Exercise set
a) Answer these three questions from the interview below, one per line:
(i) At which company does the interviewee work as a Lead UI Engineer?
(ii) At which school is the interviewee pursuing a Master's Degree, and in what specialization?
(iii) What program at Marist College did the interviewee attend as a high school student?
b) Summarize the interview below in two sentences.

───── Passage provided

1. Introduce yourself, who are you what do you do?
I am a Lead UI Engineer at Amobee, the world's leading independent advertising platform based in Silicon Valley. I have 20 years of overall experience and have leveraged my full-stack software engineering career over a wide range of industries including Cyber Security, Health Tech, Online Dating, Social Media, Higher Ed, and Government. As a Coding Evangelist and the Founder of Gurl Code Academy, I believe that teaching Women to code helps them leverage the skill to enter the field of technology. I think it is a crucial component to filling the many coding based jobs that will open up now and into the future. More specifically, I focus on Black Women because achieving a tech career puts them on a path to help close the income and wealth gap experienced by the Black Community.
I’m currently pursuing my Master’s Degree in Computer Science with a Specialization in Artificial Intelligence at Georgia Tech.
2. How did you arrive at this career (or point in your life/work)? Was it always something you knew you wanted to do?
I was exposed to programming at an early age due to my Step-father being a Programmer-Analyst at Readers Digest in the 90s. Having Computers around the house was the norm and by the time I was a teenager I had gotten my first computer of my own and began to take it apart and inspect the operating system. My parents also enrolled me in Marist College’s CSTEP (Computer Science Technology and Enrichment Program) which I attended as a high school student. I also had picked up a few of my dad’s programming books and began teaching myself HTML and CSS. This spurred my interest in majoring in Computer Science in College.

──────────
───── Given entries

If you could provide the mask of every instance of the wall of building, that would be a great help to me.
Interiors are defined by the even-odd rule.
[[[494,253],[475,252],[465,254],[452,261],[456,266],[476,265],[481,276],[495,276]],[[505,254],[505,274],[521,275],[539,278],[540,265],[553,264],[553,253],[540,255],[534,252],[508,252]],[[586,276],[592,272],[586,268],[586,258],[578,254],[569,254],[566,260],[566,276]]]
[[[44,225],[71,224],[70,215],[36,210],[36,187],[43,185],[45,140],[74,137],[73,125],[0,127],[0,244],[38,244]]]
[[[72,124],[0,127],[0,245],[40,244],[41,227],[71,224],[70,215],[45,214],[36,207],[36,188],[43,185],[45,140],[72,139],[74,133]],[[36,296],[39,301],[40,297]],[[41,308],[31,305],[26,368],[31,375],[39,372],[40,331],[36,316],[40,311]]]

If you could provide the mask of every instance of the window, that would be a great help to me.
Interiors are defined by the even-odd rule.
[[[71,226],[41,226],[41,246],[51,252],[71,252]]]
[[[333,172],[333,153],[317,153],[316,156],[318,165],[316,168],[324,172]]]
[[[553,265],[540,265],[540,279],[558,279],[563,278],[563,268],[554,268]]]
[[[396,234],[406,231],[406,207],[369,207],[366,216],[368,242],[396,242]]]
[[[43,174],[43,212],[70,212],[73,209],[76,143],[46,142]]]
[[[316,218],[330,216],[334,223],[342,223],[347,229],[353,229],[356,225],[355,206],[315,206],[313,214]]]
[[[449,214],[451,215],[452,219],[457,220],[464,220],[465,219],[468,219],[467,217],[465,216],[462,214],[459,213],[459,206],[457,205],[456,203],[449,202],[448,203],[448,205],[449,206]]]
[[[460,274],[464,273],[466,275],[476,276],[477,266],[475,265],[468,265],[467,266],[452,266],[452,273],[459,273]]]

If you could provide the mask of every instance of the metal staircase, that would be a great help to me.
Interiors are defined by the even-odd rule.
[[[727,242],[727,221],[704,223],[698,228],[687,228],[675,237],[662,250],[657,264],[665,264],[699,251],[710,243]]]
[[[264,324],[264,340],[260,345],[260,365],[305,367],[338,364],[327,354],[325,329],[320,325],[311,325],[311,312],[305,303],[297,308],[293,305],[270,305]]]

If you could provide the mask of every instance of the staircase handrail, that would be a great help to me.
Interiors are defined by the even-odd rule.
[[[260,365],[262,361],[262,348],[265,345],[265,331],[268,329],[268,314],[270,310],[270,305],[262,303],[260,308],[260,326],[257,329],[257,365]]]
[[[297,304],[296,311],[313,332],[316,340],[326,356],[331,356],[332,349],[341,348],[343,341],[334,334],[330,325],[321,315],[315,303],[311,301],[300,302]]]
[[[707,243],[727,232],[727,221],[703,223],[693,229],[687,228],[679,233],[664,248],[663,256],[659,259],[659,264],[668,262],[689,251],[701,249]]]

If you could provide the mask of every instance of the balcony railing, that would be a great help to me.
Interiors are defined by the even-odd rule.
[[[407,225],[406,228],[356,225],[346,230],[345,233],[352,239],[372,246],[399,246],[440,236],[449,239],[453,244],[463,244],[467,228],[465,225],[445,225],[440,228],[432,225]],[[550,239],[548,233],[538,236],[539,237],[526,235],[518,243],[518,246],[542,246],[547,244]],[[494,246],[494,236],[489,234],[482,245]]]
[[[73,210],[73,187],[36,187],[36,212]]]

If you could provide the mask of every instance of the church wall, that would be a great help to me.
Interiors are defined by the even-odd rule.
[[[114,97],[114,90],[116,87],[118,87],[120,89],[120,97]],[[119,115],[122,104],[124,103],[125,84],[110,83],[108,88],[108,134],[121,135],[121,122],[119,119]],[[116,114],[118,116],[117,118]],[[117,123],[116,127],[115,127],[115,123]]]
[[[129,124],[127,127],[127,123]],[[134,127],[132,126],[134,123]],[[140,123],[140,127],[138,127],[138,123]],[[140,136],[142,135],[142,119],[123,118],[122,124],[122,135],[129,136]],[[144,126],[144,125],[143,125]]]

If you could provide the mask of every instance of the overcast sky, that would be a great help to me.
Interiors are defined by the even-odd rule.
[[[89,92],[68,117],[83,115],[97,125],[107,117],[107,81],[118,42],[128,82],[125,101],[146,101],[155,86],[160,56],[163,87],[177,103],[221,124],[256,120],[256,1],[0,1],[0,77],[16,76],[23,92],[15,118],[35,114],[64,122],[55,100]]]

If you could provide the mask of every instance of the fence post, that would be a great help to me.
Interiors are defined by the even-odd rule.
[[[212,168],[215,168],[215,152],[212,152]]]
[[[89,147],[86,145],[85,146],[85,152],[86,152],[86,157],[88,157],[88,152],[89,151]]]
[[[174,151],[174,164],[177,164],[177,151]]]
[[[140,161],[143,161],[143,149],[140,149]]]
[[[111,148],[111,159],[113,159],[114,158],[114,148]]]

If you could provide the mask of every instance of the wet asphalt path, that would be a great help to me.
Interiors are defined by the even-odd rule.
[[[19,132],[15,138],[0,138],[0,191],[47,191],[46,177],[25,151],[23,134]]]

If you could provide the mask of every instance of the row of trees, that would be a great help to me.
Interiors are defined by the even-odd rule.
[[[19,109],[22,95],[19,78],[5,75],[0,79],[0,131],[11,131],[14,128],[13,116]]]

──────────

Exercise answers
a)
(i) Amobee
(ii) Georgia Tech, with a specialization in Artificial Intelligence
(iii) CSTEP (Computer Science Technology and Enrichment Program)

b) The interviewee is a Lead UI Engineer at Amobee with 20 years of experience, founded Gurl Code Academy to teach women, especially Black women, to code, and is pursuing a Master's Degree in Computer Science at Georgia Tech. Early exposure to programming came through a step-father who was a Programmer-Analyst at Readers Digest, along with Marist College's CSTEP program and self-taught HTML and CSS, which led to majoring in Computer Science.